[START Provided information]

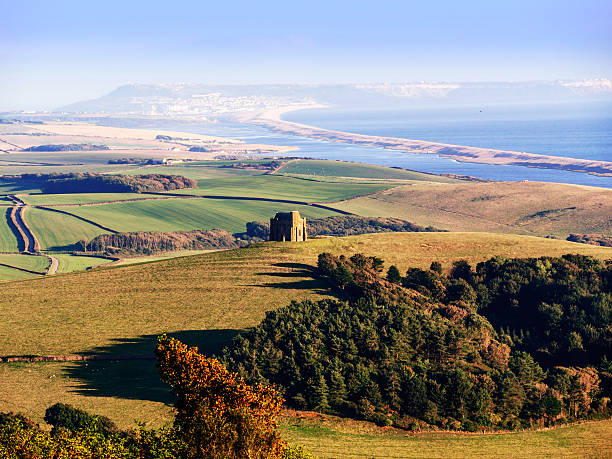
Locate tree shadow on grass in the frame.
[63,329,240,404]
[250,263,335,296]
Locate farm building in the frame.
[270,210,308,242]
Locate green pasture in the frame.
[0,207,19,252]
[53,253,112,273]
[277,159,457,183]
[0,234,612,457]
[121,162,262,180]
[0,180,40,195]
[0,233,612,355]
[62,198,335,234]
[0,360,612,459]
[0,253,49,272]
[19,193,151,206]
[0,266,37,282]
[167,174,395,202]
[281,416,612,459]
[25,207,105,250]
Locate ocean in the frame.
[88,103,612,188]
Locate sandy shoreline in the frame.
[241,105,612,177]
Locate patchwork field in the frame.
[0,233,612,355]
[53,253,112,273]
[277,160,457,183]
[336,182,612,239]
[160,174,397,202]
[59,198,337,235]
[282,416,612,458]
[0,233,612,457]
[0,254,49,272]
[25,207,110,250]
[0,211,19,252]
[19,193,150,206]
[0,266,36,281]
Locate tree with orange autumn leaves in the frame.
[155,335,287,458]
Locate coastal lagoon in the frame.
[91,103,612,188]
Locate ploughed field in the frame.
[0,233,612,457]
[0,158,612,280]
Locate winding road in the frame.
[3,195,59,275]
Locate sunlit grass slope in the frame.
[0,207,18,252]
[58,198,338,234]
[277,159,457,183]
[25,207,106,250]
[337,182,612,238]
[0,233,612,355]
[282,416,612,458]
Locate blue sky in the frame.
[0,0,612,110]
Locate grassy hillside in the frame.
[53,254,112,273]
[19,193,151,206]
[0,254,49,272]
[277,159,457,183]
[58,198,337,235]
[338,182,612,238]
[282,416,612,458]
[25,207,105,250]
[0,207,18,252]
[0,233,612,355]
[0,266,36,281]
[163,174,395,202]
[0,233,612,440]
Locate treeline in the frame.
[108,158,164,166]
[85,229,238,255]
[2,172,197,193]
[567,234,612,247]
[87,216,434,255]
[0,335,312,459]
[21,143,109,151]
[237,215,440,242]
[224,254,612,431]
[219,160,285,171]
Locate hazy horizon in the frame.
[0,0,612,110]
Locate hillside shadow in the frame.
[5,207,25,252]
[63,329,240,404]
[250,263,334,295]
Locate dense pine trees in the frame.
[225,254,612,430]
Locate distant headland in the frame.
[240,104,612,177]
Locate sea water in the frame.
[86,103,612,188]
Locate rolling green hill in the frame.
[55,198,336,235]
[0,211,18,252]
[277,159,457,183]
[337,182,612,239]
[0,233,612,457]
[25,207,105,250]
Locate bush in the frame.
[45,403,119,434]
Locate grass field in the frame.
[282,416,612,458]
[0,207,18,252]
[19,193,151,206]
[165,174,396,202]
[336,182,612,239]
[0,233,612,457]
[0,254,49,272]
[113,250,217,266]
[0,180,40,195]
[53,254,112,273]
[58,198,337,234]
[0,266,36,282]
[25,207,110,250]
[277,159,457,183]
[0,361,612,459]
[0,233,612,355]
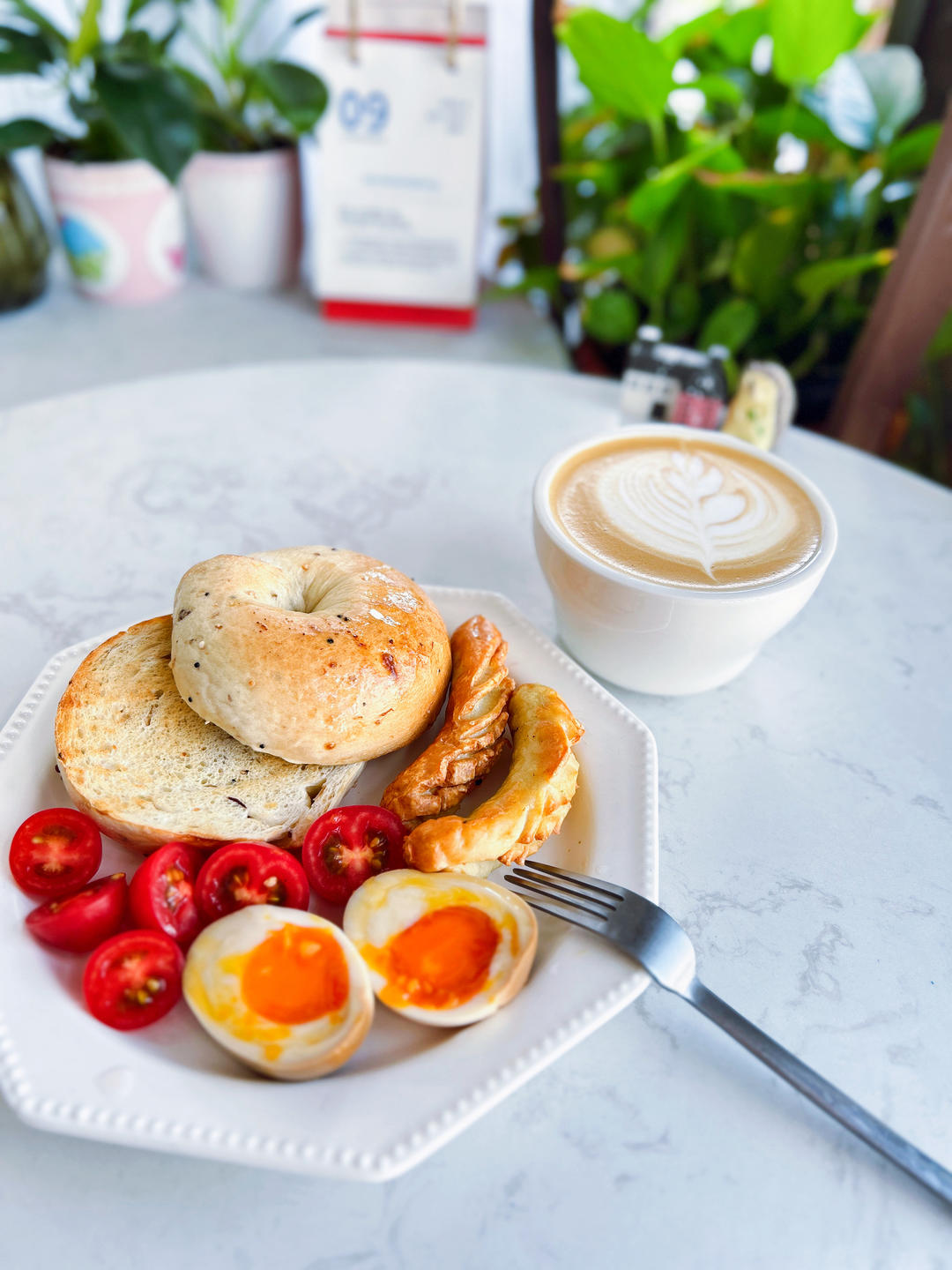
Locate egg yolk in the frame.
[375,904,499,1010]
[242,923,350,1024]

[END Provided information]

→ The exercise: Could you copy every one of the records above word for word, with the pictures left out?

→ Output of the task:
Locate tree shadow on grass in the frame.
[63,329,240,404]
[250,263,335,296]
Locate farm building in the frame.
[270,210,308,242]
Locate green pasture in the frame.
[0,207,19,252]
[53,253,112,273]
[277,159,457,183]
[0,234,612,457]
[121,162,262,180]
[0,180,40,195]
[0,233,612,355]
[62,198,335,234]
[0,360,612,459]
[0,253,49,272]
[19,193,151,206]
[0,266,37,282]
[167,174,395,202]
[281,416,612,459]
[25,207,105,250]
Locate ocean in the frame.
[88,103,612,188]
Locate sandy shoreline in the frame.
[241,105,612,177]
Locate patchwork field in the frame.
[0,233,612,355]
[53,253,112,273]
[277,160,457,183]
[336,182,612,239]
[160,174,397,202]
[59,198,337,235]
[282,416,612,458]
[0,233,612,457]
[0,254,49,272]
[25,207,110,250]
[0,211,19,252]
[19,193,150,206]
[0,266,36,281]
Locate tree with orange autumn leaves in the frame.
[155,335,287,458]
Locate coastal lagoon in the frame.
[91,103,612,188]
Locate ploughed field in the frame.
[0,233,612,457]
[0,158,612,280]
Locate winding road in the frame.
[3,195,59,275]
Locate sunlit grass slope in the frame.
[0,207,18,252]
[58,198,338,234]
[277,159,457,183]
[25,207,106,250]
[337,182,612,238]
[0,233,612,355]
[282,416,612,458]
Locate blue sky in the frame.
[0,0,612,110]
Locate grassy hillside in the frame.
[53,254,112,273]
[19,193,151,206]
[0,254,49,272]
[277,159,457,183]
[58,198,337,235]
[338,182,612,238]
[282,416,612,458]
[25,207,105,250]
[0,207,18,252]
[0,233,612,355]
[0,266,36,281]
[163,174,395,202]
[0,233,612,440]
Locate treeline in the frame.
[108,158,164,166]
[85,229,238,255]
[2,172,197,193]
[567,234,612,247]
[87,216,434,255]
[0,335,312,459]
[21,143,109,151]
[237,215,440,242]
[224,254,612,431]
[219,160,285,171]
Locate hazy horizon in the frame.
[0,0,612,110]
Locate hillside shadow in the frame.
[5,207,25,252]
[63,329,240,404]
[250,263,334,295]
Locate dense pine trees in the frame.
[225,254,612,430]
Locate distant headland in the frame.
[240,104,612,177]
Locate sea water in the frame.
[86,103,612,188]
Locate rolling green hill in the frame.
[55,198,336,235]
[0,211,18,252]
[277,159,457,183]
[337,182,612,239]
[0,233,612,457]
[25,207,105,250]
Locate bush in the frame.
[45,403,119,434]
Locate grass field in the frame.
[282,416,612,458]
[0,207,18,252]
[19,193,151,206]
[165,174,396,202]
[336,182,612,239]
[0,233,612,457]
[0,254,49,272]
[113,250,217,266]
[0,180,40,195]
[53,254,112,273]
[58,198,337,234]
[0,266,36,282]
[25,207,110,250]
[277,159,457,183]
[0,361,612,459]
[0,233,612,355]
Locate egg yolk in the frame.
[375,904,499,1010]
[242,923,350,1024]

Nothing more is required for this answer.